Set down each entry as it stands. Skip the pictures.

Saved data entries
..............................

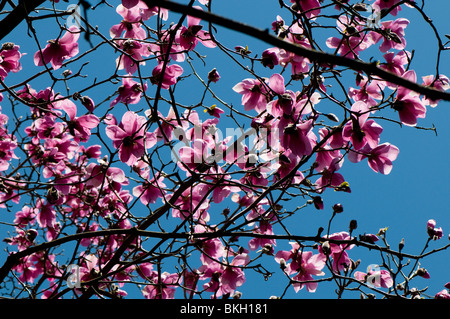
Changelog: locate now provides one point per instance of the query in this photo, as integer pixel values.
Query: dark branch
(313, 55)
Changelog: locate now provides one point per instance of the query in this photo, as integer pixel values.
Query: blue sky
(415, 191)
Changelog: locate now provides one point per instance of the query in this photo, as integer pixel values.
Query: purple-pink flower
(380, 158)
(375, 277)
(59, 50)
(170, 77)
(130, 137)
(304, 265)
(9, 59)
(408, 103)
(129, 92)
(360, 130)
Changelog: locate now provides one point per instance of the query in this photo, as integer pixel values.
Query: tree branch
(311, 54)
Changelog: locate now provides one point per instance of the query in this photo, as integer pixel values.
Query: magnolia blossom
(150, 191)
(9, 59)
(130, 137)
(354, 40)
(442, 83)
(170, 77)
(380, 158)
(254, 94)
(129, 92)
(130, 26)
(135, 51)
(360, 130)
(393, 35)
(59, 50)
(304, 265)
(375, 278)
(408, 103)
(310, 7)
(189, 36)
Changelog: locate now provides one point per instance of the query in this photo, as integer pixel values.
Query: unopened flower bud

..............................

**Response to the task:**
Changelog: locate now provides one point per instance of the query in this photo, as integer pixel values.
Query: dark branch
(313, 55)
Changelog: locate now provides one point per instance of the query in this photo, as integer pixel values.
Query: blue sky
(415, 191)
Changelog: locate now provides one point per instance of the query in this photo, as integer pixel values.
Query: purple-pink flower
(380, 158)
(375, 277)
(59, 50)
(170, 77)
(130, 137)
(304, 265)
(9, 59)
(408, 103)
(129, 92)
(360, 130)
Changelog: locate now provides one point per instance of the query in this photo, as integer pixel values.
Query: tree branch
(311, 54)
Changelog: locate now provides one point per instance of the query in this photo, as integer pixel values.
Query: magnolia blossom
(150, 191)
(9, 59)
(130, 137)
(354, 40)
(442, 83)
(170, 77)
(380, 158)
(254, 94)
(129, 92)
(130, 26)
(135, 51)
(360, 130)
(393, 35)
(59, 50)
(304, 265)
(375, 278)
(408, 103)
(310, 7)
(189, 36)
Changelog: locate now provides one point per instance of the query in this photo, as integer pixel values.
Query: unopened flower bud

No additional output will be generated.